Bounding-box records:
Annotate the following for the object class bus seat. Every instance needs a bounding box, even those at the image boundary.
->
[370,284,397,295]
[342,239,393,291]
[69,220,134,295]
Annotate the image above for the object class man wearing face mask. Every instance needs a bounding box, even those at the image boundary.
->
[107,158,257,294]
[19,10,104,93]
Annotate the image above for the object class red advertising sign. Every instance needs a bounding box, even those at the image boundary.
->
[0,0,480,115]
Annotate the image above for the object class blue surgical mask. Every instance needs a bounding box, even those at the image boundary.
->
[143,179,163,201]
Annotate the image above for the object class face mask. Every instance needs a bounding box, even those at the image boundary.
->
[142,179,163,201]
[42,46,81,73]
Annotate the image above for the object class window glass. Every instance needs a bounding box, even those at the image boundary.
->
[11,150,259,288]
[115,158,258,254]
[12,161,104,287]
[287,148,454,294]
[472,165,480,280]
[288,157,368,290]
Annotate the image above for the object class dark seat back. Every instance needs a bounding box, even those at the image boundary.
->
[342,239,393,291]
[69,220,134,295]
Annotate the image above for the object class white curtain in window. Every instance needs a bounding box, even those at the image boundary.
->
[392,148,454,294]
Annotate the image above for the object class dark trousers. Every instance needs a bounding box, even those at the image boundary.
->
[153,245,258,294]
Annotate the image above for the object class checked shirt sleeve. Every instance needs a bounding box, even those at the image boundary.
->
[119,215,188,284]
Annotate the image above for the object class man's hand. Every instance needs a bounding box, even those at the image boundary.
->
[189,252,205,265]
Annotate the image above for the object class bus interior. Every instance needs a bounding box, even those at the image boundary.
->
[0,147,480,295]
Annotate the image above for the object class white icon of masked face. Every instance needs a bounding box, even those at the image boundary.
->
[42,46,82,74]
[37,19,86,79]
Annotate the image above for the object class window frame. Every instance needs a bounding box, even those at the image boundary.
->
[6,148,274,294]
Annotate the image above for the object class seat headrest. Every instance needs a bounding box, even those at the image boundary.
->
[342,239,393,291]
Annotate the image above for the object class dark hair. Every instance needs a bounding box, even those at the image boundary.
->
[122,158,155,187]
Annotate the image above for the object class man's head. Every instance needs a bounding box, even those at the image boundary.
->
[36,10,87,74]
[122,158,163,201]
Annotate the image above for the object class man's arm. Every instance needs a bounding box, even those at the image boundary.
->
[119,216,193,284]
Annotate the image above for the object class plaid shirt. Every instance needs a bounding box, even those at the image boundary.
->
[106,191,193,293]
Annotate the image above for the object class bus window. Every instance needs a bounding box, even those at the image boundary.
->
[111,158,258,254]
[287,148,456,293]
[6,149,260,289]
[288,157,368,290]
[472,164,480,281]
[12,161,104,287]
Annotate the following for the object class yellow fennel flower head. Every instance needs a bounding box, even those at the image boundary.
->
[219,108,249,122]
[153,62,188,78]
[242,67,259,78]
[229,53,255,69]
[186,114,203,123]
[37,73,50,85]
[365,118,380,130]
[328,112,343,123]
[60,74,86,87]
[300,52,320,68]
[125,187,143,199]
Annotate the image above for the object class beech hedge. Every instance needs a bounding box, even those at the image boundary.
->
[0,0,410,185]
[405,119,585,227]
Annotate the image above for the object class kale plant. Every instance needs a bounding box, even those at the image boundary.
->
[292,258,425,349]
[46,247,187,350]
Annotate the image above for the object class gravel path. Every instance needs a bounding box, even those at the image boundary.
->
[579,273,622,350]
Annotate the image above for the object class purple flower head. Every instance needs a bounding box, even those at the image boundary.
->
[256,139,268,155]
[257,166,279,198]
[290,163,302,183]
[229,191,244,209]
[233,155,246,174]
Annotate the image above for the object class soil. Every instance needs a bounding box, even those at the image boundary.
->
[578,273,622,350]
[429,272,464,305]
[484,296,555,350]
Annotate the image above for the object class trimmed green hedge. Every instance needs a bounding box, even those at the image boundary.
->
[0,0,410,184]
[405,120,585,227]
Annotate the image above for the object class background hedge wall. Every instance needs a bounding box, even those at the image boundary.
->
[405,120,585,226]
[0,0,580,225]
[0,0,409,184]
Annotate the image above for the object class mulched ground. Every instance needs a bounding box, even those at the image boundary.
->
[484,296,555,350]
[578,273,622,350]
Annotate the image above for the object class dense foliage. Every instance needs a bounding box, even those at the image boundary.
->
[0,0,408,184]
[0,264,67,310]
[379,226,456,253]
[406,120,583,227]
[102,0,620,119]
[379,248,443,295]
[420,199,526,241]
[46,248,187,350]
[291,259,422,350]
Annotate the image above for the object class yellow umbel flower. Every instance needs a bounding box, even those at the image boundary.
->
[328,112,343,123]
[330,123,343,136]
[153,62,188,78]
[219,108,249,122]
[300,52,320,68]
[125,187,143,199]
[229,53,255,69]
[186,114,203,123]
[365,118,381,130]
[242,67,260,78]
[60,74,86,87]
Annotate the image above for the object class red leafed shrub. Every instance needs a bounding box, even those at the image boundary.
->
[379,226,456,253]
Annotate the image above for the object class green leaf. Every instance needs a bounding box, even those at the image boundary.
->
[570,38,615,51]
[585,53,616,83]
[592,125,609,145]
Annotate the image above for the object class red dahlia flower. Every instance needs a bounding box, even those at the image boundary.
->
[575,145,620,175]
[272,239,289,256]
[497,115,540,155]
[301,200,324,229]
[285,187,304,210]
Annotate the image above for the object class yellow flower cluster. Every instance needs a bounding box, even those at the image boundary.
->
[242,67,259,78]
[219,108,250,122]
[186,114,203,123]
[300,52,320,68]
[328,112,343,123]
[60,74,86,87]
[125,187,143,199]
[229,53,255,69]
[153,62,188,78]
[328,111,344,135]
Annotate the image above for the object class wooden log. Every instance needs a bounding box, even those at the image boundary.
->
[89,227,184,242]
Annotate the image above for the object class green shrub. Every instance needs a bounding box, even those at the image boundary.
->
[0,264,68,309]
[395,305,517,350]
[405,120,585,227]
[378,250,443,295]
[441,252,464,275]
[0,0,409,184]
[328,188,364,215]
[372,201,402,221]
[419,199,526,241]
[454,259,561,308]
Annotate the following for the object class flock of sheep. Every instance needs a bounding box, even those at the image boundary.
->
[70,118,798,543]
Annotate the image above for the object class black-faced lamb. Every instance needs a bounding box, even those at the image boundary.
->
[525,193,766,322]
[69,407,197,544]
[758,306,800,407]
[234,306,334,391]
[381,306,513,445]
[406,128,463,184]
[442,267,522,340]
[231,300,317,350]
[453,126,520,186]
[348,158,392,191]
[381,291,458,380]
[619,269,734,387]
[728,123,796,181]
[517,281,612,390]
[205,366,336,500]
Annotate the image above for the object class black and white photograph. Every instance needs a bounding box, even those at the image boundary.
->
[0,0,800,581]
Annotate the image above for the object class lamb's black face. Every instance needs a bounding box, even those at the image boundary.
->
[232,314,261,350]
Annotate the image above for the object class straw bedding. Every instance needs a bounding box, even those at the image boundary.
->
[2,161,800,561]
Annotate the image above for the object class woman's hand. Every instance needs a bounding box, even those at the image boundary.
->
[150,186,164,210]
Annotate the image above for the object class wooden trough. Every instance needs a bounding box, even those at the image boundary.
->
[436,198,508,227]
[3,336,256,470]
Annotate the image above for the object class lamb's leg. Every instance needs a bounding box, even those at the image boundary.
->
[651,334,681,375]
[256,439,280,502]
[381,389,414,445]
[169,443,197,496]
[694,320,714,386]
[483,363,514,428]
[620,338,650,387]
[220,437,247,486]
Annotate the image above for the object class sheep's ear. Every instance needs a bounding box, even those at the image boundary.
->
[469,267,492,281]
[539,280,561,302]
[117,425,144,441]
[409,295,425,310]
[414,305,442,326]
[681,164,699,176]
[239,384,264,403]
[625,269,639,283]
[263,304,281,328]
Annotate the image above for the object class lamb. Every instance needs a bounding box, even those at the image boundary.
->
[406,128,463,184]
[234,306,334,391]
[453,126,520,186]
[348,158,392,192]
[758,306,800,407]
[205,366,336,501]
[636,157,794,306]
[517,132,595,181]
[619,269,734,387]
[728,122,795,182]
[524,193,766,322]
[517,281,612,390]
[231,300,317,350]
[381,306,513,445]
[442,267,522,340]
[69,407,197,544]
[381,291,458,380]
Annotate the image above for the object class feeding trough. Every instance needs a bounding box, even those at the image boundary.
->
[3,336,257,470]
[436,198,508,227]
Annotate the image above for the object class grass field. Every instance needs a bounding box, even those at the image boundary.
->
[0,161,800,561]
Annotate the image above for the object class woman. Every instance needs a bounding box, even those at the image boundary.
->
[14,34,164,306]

* What you need to do
Set out as a numbered list, skipping any blank lines, the lines from the one containing "Annotate the image above for the object class bus interior." through the one containing "[37,19,86,79]", both included.

* Answer to this problem
1. Annotate the image above for the object class bus interior. Every instance needs a bounding box, even those at the image boundary.
2. ->
3. [0,147,480,295]
4. Annotate the image above for the object class white icon of masked face. Every instance needs a bounding box, even those at the image boundary.
5. ->
6. [42,46,82,74]
7. [37,19,86,79]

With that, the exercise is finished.